# Exercise task 1:
According to the review, what lets Palm Springs rise above being a simple clone or rip-off? Answer in one to three sentences.
# Exercise task 2:
Display every line of the entries that contains the string "pier", treating uppercase and lowercase letters as different.

# Selected extract:
:::::

2020 | dir: Max Barbakow | 90 m
For someone who grew up idolizing Groundhog Day, I had a hefty built-in nostalgia-fueled skepticism of a modern time loop film that could do anything truly innovative or unique with the genre. Palm Springs upends my pessimistic attitude and blew me away: from the moment I saw the trailer a few weeks ago, through watching the film to the mid-credits stinger, I was completely hooked on this time defying romantic comedy. With a stellar script by Andy Siara, Palm Springs follows Nyles (Andy Samberg) and Sarah (Cristin Milioti) as they are seemingly stuck reliving the same day over, and over, and over again. While that seems like familiar territory, the film elevates itself above being a simple clone or rip-off with some fantastic characters and gigantic heart, as well as an acute self-awareness. Indeed, I felt like the film was speaking directly to me – a viewer who is well familiar with the Groundhog Day time loop trope – and indulging in all the meta-topics that friends would discuss about various ramifications of the time-loop mechanic that was established nearly thirty years later.

:::::

[Records from a collection]
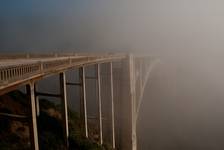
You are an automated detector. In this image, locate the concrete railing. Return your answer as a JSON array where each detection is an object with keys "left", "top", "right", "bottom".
[{"left": 0, "top": 54, "right": 125, "bottom": 88}]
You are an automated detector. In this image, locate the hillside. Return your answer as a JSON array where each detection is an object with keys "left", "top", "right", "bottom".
[{"left": 0, "top": 90, "right": 111, "bottom": 150}]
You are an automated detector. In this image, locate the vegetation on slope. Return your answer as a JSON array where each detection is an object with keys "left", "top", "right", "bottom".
[{"left": 0, "top": 91, "right": 111, "bottom": 150}]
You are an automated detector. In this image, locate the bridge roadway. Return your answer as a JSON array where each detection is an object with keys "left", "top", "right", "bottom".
[
  {"left": 0, "top": 54, "right": 126, "bottom": 94},
  {"left": 0, "top": 53, "right": 154, "bottom": 150}
]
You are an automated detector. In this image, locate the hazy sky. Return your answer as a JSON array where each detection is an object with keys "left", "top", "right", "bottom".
[
  {"left": 0, "top": 0, "right": 224, "bottom": 150},
  {"left": 0, "top": 0, "right": 224, "bottom": 55}
]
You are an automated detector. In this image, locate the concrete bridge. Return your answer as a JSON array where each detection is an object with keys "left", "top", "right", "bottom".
[{"left": 0, "top": 53, "right": 155, "bottom": 150}]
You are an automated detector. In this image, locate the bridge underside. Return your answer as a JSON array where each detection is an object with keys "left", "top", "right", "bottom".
[{"left": 0, "top": 53, "right": 155, "bottom": 150}]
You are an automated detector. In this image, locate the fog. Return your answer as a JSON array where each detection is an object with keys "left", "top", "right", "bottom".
[{"left": 0, "top": 0, "right": 224, "bottom": 150}]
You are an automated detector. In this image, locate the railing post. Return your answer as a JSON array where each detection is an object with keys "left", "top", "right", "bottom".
[
  {"left": 26, "top": 82, "right": 39, "bottom": 150},
  {"left": 59, "top": 72, "right": 69, "bottom": 148},
  {"left": 110, "top": 62, "right": 115, "bottom": 148},
  {"left": 81, "top": 67, "right": 88, "bottom": 138},
  {"left": 97, "top": 64, "right": 103, "bottom": 144}
]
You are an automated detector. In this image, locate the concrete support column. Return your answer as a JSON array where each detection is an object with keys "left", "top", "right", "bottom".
[
  {"left": 81, "top": 67, "right": 88, "bottom": 138},
  {"left": 128, "top": 54, "right": 137, "bottom": 150},
  {"left": 59, "top": 72, "right": 69, "bottom": 148},
  {"left": 26, "top": 82, "right": 39, "bottom": 150},
  {"left": 110, "top": 62, "right": 115, "bottom": 148},
  {"left": 97, "top": 64, "right": 103, "bottom": 144},
  {"left": 34, "top": 84, "right": 40, "bottom": 116}
]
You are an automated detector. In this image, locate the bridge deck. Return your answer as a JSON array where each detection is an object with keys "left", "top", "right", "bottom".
[{"left": 0, "top": 53, "right": 127, "bottom": 94}]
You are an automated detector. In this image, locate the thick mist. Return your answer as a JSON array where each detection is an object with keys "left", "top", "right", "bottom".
[{"left": 0, "top": 0, "right": 224, "bottom": 150}]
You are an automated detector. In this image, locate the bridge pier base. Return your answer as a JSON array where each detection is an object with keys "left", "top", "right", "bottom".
[
  {"left": 59, "top": 72, "right": 69, "bottom": 149},
  {"left": 26, "top": 81, "right": 39, "bottom": 150},
  {"left": 110, "top": 62, "right": 115, "bottom": 148},
  {"left": 80, "top": 67, "right": 89, "bottom": 138},
  {"left": 97, "top": 64, "right": 103, "bottom": 145}
]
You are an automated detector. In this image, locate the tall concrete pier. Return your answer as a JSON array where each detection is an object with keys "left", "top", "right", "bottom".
[{"left": 0, "top": 53, "right": 154, "bottom": 150}]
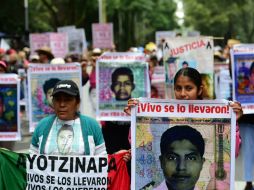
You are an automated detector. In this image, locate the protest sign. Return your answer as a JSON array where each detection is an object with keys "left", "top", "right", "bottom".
[
  {"left": 155, "top": 31, "right": 176, "bottom": 46},
  {"left": 231, "top": 44, "right": 254, "bottom": 114},
  {"left": 28, "top": 63, "right": 82, "bottom": 132},
  {"left": 92, "top": 23, "right": 114, "bottom": 49},
  {"left": 131, "top": 98, "right": 236, "bottom": 190},
  {"left": 151, "top": 66, "right": 166, "bottom": 99},
  {"left": 96, "top": 52, "right": 150, "bottom": 121},
  {"left": 0, "top": 148, "right": 130, "bottom": 190},
  {"left": 29, "top": 33, "right": 50, "bottom": 55},
  {"left": 163, "top": 37, "right": 214, "bottom": 99},
  {"left": 48, "top": 33, "right": 68, "bottom": 57},
  {"left": 214, "top": 63, "right": 232, "bottom": 100},
  {"left": 57, "top": 26, "right": 87, "bottom": 54},
  {"left": 0, "top": 74, "right": 21, "bottom": 141}
]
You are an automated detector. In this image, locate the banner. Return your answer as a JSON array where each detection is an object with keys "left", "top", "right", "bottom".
[
  {"left": 0, "top": 149, "right": 130, "bottom": 190},
  {"left": 92, "top": 23, "right": 114, "bottom": 49},
  {"left": 0, "top": 74, "right": 21, "bottom": 141},
  {"left": 29, "top": 32, "right": 68, "bottom": 57},
  {"left": 230, "top": 44, "right": 254, "bottom": 114},
  {"left": 57, "top": 26, "right": 87, "bottom": 54},
  {"left": 163, "top": 37, "right": 214, "bottom": 99},
  {"left": 27, "top": 63, "right": 82, "bottom": 132},
  {"left": 155, "top": 31, "right": 176, "bottom": 46},
  {"left": 131, "top": 98, "right": 236, "bottom": 190},
  {"left": 214, "top": 62, "right": 233, "bottom": 100},
  {"left": 151, "top": 66, "right": 166, "bottom": 99},
  {"left": 96, "top": 52, "right": 150, "bottom": 121}
]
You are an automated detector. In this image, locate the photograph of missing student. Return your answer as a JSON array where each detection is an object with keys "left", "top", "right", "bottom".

:::::

# Solution 1:
The review credits the film's fantastic characters and gigantic heart. It also credits the film's acute self-awareness.

# Solution 2:
You are an automated detector. In this image, locate the bridge pier base. Return your answer as a JSON array where each detection is an object with keys "left", "top", "right", "bottom".
You are an automated detector. In this image, locate the tall concrete pier. Return your answer as a JSON array where each detection is an object with keys "left", "top", "right", "bottom".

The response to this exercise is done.